### INSTRUCTIONS FOR THE TASK
Lines before the one containing "If you could point at the stainless steel dishwasher" in the records below are to be left out; that line and all after it, through the end, are to be retyped exactly.

── EXTRACTED INFORMATION

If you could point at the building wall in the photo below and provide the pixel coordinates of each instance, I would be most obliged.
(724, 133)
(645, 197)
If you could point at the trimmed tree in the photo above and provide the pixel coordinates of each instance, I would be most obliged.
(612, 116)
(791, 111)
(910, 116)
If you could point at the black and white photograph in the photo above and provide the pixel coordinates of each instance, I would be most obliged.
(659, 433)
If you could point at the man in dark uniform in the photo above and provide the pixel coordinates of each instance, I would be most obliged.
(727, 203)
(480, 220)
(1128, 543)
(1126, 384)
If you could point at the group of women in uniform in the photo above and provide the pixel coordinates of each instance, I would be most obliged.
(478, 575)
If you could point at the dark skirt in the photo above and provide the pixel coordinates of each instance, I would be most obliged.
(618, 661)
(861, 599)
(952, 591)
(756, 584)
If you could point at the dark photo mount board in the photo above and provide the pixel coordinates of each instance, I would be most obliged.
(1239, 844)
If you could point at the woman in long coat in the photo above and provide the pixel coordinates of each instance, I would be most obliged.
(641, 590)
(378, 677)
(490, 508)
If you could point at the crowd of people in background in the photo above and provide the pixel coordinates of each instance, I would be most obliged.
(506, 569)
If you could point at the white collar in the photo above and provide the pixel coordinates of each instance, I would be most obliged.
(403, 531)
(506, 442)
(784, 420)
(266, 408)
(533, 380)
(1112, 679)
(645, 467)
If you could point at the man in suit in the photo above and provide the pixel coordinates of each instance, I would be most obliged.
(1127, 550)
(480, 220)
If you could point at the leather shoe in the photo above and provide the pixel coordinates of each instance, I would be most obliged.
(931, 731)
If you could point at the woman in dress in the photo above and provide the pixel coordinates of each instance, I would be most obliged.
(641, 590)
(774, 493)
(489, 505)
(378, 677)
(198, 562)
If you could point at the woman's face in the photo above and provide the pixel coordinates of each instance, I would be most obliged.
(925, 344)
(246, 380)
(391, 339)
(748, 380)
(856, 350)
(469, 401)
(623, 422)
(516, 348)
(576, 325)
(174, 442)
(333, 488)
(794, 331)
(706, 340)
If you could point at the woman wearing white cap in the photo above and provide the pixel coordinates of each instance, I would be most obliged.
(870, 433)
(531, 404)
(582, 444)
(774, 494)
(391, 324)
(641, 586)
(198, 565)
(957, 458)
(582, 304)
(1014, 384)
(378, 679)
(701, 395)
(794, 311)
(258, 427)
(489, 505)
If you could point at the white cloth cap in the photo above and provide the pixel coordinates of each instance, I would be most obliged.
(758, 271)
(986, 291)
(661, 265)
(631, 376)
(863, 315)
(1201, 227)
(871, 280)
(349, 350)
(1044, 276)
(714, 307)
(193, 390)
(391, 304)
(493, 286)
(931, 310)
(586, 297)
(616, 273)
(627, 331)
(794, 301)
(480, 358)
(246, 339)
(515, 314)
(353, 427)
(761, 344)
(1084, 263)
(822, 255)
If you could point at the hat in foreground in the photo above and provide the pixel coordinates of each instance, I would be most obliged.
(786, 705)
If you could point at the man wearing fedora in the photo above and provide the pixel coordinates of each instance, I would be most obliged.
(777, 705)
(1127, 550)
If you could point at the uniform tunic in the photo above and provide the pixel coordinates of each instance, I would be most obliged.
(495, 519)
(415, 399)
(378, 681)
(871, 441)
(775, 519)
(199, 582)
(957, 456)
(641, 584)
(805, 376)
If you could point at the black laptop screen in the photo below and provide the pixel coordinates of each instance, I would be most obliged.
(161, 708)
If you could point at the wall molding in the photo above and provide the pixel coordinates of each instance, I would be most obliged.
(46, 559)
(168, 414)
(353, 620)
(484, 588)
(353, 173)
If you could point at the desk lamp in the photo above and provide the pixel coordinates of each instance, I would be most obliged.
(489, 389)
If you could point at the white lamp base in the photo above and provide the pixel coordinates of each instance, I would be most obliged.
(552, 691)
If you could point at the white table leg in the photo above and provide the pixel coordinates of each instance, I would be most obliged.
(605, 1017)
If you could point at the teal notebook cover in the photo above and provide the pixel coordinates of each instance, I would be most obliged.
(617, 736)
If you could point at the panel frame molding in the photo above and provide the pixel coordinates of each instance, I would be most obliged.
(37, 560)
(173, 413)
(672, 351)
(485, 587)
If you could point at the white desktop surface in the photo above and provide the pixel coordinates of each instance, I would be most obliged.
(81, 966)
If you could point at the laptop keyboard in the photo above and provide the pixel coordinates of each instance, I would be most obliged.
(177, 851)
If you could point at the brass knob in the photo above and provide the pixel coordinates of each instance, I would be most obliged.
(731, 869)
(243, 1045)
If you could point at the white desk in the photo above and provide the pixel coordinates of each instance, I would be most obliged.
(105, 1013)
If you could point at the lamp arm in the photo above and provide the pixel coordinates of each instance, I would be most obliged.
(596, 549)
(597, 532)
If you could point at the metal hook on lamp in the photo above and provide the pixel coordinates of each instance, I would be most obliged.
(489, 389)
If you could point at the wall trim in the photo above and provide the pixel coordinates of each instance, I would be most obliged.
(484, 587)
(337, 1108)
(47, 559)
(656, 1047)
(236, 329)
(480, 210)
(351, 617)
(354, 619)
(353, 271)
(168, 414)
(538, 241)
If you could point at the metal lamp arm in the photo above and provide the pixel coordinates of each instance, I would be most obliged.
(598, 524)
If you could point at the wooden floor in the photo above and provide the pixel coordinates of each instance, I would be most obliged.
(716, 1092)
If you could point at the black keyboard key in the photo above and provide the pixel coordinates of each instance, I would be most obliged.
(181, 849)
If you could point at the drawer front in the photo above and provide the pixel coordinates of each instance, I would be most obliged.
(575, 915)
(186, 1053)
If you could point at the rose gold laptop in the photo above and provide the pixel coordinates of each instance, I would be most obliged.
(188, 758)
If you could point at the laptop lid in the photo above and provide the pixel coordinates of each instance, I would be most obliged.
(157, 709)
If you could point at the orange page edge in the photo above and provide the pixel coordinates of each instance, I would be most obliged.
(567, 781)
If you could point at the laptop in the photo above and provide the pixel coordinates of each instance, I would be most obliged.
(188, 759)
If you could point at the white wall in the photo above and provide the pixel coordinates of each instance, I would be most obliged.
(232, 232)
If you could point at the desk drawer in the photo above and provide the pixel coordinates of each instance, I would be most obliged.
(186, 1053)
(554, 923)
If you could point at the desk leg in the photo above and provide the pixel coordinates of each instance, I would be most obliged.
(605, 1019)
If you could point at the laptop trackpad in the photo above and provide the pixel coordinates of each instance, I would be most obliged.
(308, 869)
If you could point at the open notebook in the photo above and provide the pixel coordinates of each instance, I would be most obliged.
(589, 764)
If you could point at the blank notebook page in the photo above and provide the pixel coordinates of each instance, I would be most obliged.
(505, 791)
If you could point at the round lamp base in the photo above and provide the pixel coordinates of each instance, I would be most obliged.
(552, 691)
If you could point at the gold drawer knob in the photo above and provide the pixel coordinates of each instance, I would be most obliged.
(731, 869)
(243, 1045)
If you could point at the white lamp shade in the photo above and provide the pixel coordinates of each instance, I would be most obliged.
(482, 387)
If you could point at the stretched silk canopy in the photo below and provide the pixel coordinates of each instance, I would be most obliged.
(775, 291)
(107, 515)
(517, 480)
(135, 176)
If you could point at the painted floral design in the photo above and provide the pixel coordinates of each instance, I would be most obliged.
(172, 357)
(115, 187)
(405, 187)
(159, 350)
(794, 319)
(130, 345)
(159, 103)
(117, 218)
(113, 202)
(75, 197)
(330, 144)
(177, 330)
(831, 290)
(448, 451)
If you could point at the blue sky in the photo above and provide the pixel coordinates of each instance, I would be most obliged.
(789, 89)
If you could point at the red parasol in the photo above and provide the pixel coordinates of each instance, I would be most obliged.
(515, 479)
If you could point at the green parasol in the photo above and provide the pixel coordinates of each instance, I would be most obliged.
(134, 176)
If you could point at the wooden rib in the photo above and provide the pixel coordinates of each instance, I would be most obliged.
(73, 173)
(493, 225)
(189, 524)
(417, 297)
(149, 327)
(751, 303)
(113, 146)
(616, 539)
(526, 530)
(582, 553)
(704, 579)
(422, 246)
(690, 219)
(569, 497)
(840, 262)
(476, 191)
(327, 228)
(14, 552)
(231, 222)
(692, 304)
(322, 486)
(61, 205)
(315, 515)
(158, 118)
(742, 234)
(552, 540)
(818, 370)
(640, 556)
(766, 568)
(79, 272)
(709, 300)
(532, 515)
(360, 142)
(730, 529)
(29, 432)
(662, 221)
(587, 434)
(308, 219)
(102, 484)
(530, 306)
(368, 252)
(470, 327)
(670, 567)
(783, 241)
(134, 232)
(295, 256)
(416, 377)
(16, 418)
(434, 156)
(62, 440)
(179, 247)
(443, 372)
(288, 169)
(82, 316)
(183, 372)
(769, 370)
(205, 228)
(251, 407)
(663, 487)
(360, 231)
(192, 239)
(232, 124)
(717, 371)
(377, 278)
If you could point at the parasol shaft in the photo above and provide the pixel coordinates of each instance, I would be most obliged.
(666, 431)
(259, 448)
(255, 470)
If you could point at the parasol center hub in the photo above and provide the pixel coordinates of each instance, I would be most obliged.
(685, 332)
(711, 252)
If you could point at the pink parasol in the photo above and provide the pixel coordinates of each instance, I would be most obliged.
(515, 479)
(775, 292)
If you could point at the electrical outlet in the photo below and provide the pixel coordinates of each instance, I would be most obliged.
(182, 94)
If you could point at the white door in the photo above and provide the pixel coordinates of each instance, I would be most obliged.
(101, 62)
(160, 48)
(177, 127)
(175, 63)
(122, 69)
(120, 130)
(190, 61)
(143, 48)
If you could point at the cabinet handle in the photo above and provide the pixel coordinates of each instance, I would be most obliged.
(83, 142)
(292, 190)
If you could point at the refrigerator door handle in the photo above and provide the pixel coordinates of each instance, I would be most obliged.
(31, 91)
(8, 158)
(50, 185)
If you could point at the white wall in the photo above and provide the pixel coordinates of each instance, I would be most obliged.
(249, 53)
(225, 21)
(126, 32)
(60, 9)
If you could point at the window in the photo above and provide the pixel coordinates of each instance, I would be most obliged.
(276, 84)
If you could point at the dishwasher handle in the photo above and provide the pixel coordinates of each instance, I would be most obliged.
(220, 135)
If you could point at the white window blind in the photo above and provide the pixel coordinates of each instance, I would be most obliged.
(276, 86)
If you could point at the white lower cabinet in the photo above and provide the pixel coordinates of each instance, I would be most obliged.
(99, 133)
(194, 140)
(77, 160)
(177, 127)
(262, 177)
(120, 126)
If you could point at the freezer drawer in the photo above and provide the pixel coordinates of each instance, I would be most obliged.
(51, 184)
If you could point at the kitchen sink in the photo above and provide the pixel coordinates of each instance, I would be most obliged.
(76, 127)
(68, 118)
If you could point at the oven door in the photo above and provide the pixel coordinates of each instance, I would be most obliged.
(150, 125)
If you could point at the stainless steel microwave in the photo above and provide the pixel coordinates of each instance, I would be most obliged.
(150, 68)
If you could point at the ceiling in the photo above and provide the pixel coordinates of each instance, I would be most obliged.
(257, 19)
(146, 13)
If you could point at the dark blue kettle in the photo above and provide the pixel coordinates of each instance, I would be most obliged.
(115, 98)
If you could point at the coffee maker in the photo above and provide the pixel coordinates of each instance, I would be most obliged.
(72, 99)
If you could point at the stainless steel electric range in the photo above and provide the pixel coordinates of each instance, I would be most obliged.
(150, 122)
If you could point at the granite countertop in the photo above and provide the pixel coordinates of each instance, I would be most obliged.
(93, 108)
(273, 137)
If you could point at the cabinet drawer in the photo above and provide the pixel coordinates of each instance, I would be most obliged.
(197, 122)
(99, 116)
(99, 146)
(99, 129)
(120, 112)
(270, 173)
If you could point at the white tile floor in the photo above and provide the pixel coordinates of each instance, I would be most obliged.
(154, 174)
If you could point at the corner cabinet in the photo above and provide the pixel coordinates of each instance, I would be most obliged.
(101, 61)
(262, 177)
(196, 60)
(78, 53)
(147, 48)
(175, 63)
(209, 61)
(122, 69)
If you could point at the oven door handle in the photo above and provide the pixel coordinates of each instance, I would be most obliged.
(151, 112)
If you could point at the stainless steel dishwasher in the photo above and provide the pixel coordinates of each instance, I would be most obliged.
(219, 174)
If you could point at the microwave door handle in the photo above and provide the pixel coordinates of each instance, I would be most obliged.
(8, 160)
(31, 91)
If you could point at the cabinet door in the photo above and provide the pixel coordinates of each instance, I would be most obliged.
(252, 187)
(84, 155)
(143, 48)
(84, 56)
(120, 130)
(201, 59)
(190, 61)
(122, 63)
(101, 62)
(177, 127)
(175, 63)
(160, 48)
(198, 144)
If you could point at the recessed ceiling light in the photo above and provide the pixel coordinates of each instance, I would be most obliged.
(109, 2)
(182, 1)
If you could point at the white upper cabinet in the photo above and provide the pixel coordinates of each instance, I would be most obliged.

────

### RESPONSE TO THIS TASK
If you could point at the stainless steel dishwasher in the photo above and provide the pixel coordinates of each instance, I would be most obliged.
(219, 174)
If you could point at the microwave door handle in the photo above and provide the pixel coordinates of each instance, I would be most obliged.
(8, 160)
(31, 91)
If you could point at the cabinet door in the photo above and provide the pixel coordinates of each instance, I would be most obliged.
(252, 187)
(84, 155)
(143, 48)
(84, 56)
(120, 130)
(201, 59)
(190, 61)
(122, 63)
(101, 62)
(177, 127)
(175, 63)
(160, 48)
(198, 144)
If you could point at the recessed ceiling light in the photo above and provide the pixel coordinates of each instance, I would be most obliged.
(109, 2)
(182, 1)
If you could point at the white upper cabinet in the photo above and provide the pixel coordinates of each instance, I would be most obliged.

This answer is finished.